Dataset entries: Begin

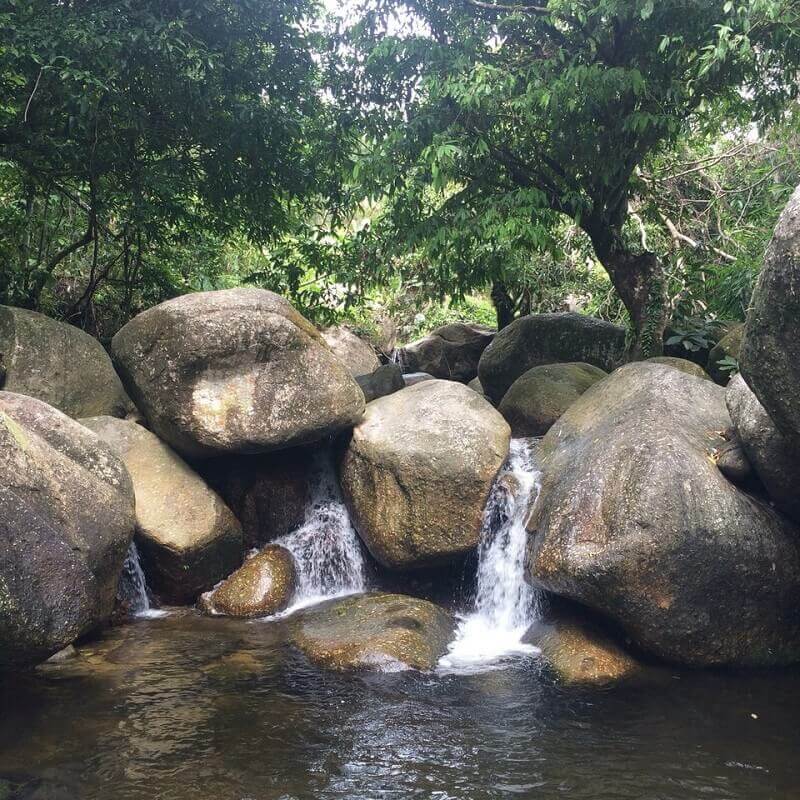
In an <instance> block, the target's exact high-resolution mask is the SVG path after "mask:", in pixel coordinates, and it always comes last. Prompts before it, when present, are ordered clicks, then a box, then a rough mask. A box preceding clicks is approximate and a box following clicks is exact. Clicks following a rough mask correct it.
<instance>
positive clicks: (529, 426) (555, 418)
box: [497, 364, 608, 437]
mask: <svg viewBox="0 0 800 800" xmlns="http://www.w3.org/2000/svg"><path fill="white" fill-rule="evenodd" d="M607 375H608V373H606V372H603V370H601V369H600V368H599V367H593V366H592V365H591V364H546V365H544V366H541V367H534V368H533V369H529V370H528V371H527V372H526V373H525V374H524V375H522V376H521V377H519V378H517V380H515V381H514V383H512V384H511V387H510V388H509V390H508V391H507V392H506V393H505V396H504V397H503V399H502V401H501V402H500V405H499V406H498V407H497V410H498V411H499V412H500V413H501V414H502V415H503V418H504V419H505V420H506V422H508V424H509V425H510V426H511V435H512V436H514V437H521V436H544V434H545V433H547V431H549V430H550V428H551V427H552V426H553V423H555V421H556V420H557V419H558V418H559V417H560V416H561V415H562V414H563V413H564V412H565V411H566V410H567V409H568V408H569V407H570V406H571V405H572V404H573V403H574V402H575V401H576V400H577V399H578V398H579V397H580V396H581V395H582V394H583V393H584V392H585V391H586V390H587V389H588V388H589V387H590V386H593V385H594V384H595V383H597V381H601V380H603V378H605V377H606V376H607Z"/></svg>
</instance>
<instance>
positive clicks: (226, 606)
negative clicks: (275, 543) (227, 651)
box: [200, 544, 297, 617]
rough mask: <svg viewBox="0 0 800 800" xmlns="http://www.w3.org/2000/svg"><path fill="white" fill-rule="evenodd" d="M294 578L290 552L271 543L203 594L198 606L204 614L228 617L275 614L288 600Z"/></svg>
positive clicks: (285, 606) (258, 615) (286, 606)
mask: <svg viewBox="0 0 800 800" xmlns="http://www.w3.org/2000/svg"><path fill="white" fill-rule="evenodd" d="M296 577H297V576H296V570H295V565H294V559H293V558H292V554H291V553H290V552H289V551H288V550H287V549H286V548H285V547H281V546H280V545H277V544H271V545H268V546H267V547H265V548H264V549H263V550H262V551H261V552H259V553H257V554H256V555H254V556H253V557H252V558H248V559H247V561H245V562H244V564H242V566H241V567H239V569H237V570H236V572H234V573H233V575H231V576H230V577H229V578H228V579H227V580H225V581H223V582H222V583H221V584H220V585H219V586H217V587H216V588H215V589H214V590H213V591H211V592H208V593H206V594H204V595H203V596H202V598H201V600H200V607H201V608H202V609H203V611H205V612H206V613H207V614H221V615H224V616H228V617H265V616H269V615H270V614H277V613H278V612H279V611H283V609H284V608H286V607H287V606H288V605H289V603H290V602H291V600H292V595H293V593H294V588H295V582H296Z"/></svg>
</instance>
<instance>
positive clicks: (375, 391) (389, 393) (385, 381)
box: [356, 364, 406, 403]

Dataset entries: End
Dataset entries: Begin

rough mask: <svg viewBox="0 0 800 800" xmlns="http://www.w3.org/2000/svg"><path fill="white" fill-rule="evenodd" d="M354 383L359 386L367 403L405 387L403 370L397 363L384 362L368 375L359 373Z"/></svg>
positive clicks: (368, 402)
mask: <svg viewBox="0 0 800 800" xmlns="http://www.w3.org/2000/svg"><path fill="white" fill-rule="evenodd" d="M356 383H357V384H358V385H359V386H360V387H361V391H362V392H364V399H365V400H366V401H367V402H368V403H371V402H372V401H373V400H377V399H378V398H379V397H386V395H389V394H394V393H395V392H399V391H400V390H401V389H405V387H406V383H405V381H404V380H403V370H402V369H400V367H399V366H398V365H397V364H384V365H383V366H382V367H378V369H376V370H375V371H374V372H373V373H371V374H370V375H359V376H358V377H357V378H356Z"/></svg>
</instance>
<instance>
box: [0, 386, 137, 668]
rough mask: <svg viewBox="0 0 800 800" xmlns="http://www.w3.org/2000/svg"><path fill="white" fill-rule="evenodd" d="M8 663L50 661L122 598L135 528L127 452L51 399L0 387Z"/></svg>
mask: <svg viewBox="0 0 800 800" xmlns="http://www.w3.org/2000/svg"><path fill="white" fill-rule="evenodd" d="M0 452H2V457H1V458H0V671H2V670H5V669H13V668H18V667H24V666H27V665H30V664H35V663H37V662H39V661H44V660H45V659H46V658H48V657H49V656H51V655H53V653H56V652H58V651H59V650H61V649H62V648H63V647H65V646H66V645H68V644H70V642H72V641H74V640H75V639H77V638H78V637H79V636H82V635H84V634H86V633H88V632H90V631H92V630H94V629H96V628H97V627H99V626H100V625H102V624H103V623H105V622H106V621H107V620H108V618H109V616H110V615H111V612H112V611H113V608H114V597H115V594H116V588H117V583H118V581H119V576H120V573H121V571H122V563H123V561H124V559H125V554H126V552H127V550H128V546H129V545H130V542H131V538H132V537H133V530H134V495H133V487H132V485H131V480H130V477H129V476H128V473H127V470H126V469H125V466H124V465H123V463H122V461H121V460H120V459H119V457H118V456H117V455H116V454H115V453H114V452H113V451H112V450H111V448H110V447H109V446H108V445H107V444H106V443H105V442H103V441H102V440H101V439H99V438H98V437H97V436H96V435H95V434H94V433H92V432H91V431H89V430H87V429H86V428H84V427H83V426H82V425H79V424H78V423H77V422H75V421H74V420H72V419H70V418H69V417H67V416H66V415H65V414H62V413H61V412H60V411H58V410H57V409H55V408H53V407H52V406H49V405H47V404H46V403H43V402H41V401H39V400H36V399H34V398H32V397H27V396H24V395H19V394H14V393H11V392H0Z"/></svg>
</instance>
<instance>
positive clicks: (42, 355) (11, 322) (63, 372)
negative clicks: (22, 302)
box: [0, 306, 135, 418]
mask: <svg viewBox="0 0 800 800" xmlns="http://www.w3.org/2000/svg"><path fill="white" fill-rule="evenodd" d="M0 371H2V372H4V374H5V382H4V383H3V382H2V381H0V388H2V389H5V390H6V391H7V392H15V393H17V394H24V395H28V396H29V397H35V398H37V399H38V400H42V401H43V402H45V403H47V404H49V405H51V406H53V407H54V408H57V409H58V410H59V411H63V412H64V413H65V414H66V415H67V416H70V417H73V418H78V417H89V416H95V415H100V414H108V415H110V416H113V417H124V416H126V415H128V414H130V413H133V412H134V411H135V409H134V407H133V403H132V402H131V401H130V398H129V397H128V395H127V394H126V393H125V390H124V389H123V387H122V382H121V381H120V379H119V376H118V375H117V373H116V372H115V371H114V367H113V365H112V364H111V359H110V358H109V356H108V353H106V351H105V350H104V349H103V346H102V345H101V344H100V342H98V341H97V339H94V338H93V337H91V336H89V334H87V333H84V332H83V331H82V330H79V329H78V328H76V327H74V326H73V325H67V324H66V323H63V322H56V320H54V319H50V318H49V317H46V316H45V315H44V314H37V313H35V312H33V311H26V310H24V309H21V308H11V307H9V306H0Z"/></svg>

Dataset entries: End

(Description of the task)
Return the lines of the items above verbatim, starting at the line that contains "In an <instance>" and ending at the line that contains "box: [497, 364, 608, 437]", with both of those lines included.

(Answer space)
In an <instance> block, the target's exact high-resolution mask is the SVG path after "mask:", in pixel coordinates, and it always comes last. Prompts before it, when present, are ordered clicks, then a box, then a rough mask. A box preceding clicks is approximate and a box following clicks is exact. Clicks following a rough mask correct it.
<instance>
positive clicks: (529, 426) (555, 418)
box: [497, 364, 608, 437]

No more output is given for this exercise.